● **PAGE EXTRACT**
──────────

One week. Statistically significant differences in mean precision ratings were found for feedback
type at 1 week post-training, F(2, 158) = 12.459, p < 0.0005. Post hoc analysis with a Bonferroni adjustment revealed that ratings of
precision were statistically significantly higher for KP compared to KR (0.592 [95%
CI, 0.301–0.883], p < 0.0005) and KP compared to KP + KR (0.384 [95% CI, 0.060–0.708], p = 0.014), but not KP + KR compared to KR (0.208 [95% CI, −0.057 to 0.473], p = 0.177).
Timepoint. Finally, there were no statistically significant differences in mean precision ratings
at 1 day post-training opposed to 1 week post-training for all feedback conditions.
For the KR condition, mean precision ratings were 0.044 (95% CI, −0.197 to 0.109)
lower at 1 day post-training as opposed to 1 week post-training, F(1, 79) = 0.324, p = 0.571. For the KP condition, mean precision ratings were 0.097 (95% CI, −0.244
to 0.050) lower at 1 day post-training as opposed to 1 week post-training, F(1, 79) = 0.374, p = 0.573. For the KP + KR condition, mean precision ratings were 0.131 (95% CI, −0.011
to 0.273) higher at 1 day post-training as opposed to 1 week post-training, F(1, 79) = 0.688, p = 0.069.
Naturalness
A two-way repeated measures ANOVA was run to determine the effect of different feedback
conditions on listener ratings of naturalness at two timepoints. Analysis of the studentized
residuals showed that there was normality for all conditions at both timepoints (p > 0.05) except for the KP condition at 1 week post-training (p = 0.008), as assessed by the Shapiro–Wilk test of normality. There were no outliers
for all feedback conditions at both timepoints, as assessed by no studentized residuals
greater than ± 3 SDs. The assumption of sphericity was violated, as assessed by Mauchly's
test of sphericity, χ
2(2) = 23.025, p = 0.0005. Therefore, the Greenhouse–Geisser correction was applied (ε = 0.796). There
was a statistically significant interaction between feedback type and time on listener
ratings of naturalness, F(1.593, 125.835) = 18.546, p = 0.0005. Therefore, simple main effects were run to further examine effects of feedback
type on listener ratings at 1 day and 1 week post-training.

──────────

(Data items)
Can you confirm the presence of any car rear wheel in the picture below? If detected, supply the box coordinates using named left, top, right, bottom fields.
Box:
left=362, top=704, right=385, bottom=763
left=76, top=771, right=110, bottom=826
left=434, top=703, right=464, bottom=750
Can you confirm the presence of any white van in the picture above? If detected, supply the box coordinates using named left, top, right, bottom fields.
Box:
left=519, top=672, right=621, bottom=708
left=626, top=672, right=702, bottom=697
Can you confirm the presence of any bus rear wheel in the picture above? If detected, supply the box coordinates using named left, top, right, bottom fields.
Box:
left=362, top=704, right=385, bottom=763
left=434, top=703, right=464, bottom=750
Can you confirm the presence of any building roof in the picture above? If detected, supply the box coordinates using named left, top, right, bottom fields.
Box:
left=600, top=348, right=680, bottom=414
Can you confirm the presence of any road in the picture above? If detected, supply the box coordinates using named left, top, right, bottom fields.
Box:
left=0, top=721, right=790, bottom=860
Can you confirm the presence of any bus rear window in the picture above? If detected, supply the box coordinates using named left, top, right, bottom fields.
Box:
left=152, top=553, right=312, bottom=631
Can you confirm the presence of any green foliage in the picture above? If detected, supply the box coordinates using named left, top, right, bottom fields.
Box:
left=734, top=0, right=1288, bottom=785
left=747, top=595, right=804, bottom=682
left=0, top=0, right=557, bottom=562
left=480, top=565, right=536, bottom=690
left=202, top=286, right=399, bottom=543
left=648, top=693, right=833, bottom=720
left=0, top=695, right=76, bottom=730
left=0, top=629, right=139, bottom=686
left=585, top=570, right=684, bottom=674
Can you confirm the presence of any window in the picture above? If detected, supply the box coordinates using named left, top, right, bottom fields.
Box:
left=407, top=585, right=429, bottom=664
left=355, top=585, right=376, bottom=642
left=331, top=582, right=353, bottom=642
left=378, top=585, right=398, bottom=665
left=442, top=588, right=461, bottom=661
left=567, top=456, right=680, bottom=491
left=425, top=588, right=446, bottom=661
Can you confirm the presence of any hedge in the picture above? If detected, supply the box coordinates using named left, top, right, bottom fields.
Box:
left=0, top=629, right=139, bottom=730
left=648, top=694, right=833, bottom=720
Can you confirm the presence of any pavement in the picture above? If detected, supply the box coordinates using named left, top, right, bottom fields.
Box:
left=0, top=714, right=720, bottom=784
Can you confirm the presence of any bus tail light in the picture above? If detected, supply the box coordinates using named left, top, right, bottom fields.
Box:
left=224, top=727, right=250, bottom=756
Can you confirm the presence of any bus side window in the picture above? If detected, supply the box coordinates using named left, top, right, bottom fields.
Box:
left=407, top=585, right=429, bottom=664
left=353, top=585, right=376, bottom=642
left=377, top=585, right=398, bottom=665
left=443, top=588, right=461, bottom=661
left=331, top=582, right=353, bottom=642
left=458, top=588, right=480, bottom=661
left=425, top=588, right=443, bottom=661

──────────

● **PROMPT A**
Retype the part of the results excerpt that begins at the words "Timepoint. Finally, there" and ends after the words "CI, −0.197 to 0.109)".
● **PROMPT B**
List every feedback condition named in the results excerpt.

● **TASK OUTPUT A**
Timepoint. Finally, there were no statistically significant differences in mean precision ratings
at 1 day post-training opposed to 1 week post-training for all feedback conditions.
For the KR condition, mean precision ratings were 0.044 (95% CI, −0.197 to 0.109)

● **TASK OUTPUT B**
KR, KP, KP + KR